White-Whitten 1853 Marriage

John L. White, son of Samuel Riley White and Martha Lewis, married Margaret Whitten August 15, 1853, in Washington County, Kentucky.  The couple had six children by 1860.  John entered the Civil War on the Union side, but was unfortunately taken prisoner and housed at Andersonville Prison, Sumter, Georgia, where he died April 30, 1864, according to Civil War Prison Records.

One other thing to mention is the three documents you see below.  Marriage in early Kentucky was composed of three steps.  First, the groom and another gentleman, usually a relative or friend of the groom or the bride, applied for a marriage bond, agreeing to pay fifty pounds current money IF the marriage was not solemnized.  Then a marriage license was procured; if the bride and/or groom were under age permission was given by a parent or guardian – many of these early permissions are still in the clerk’s office!  And finally, after the marriage was solemnized, the officiating official filled out a marriage certificate.  Today the marriage bond is no longer required.


That we, John L. White and David C. Breckinridge, are held and firmly bound unto the Commonwealth of Kentucky in the sum of fifty pounds current money, the payment of which well and truly to be made, we bind ourselves, our heirs, executors and administrators, jointly severally and firmly by these presents, sealed with our seals and dated this 15th day of August, 1853.

The condition of the above obligation is such that whereas a marriage is shortly intended to be solemnized between the above bound John L. White and Margaret Whitten.  now, if there be no lawful cause to obstruct the said marriage, then this obligation to be void, else to remain in full force.

=-=-=

Parts of the exercise:
- 1) Which people does the White-Whitten marriage text name?
- 2) Can you write out the passage of the White-Whitten marriage text that opens with the words containing "That we, John" and closes with "of August, 1853."?

=-=-=

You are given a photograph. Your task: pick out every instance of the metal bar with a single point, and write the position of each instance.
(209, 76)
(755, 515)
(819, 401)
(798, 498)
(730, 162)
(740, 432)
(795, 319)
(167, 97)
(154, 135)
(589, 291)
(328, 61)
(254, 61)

=-=-=

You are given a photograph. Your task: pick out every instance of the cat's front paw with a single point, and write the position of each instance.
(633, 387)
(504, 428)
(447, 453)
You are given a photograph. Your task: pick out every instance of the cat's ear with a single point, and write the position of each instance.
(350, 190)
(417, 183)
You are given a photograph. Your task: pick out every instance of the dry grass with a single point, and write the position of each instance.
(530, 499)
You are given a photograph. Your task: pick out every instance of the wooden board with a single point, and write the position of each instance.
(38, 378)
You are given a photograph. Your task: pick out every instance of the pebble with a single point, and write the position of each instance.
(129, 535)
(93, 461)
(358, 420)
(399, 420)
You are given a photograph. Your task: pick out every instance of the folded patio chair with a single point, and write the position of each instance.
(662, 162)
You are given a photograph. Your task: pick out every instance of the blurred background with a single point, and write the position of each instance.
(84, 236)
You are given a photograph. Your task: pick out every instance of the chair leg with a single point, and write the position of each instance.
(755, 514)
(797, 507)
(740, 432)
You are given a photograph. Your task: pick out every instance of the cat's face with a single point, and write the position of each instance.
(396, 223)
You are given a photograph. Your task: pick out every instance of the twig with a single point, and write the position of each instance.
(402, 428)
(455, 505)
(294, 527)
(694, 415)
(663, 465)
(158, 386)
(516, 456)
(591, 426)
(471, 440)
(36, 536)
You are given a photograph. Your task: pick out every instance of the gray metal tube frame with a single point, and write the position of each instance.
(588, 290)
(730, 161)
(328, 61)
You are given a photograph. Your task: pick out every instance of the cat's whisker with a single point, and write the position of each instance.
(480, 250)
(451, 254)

=-=-=

Results by task:
- 1) John L. White, Samuel Riley White, Martha Lewis, Margaret Whitten, David C. Breckinridge

- 2)
That we, John L. White and David C. Breckinridge, are held and firmly bound unto the Commonwealth of Kentucky in the sum of fifty pounds current money, the payment of which well and truly to be made, we bind ourselves, our heirs, executors and administrators, jointly severally and firmly by these presents, sealed with our seals and dated this 15th day of August, 1853.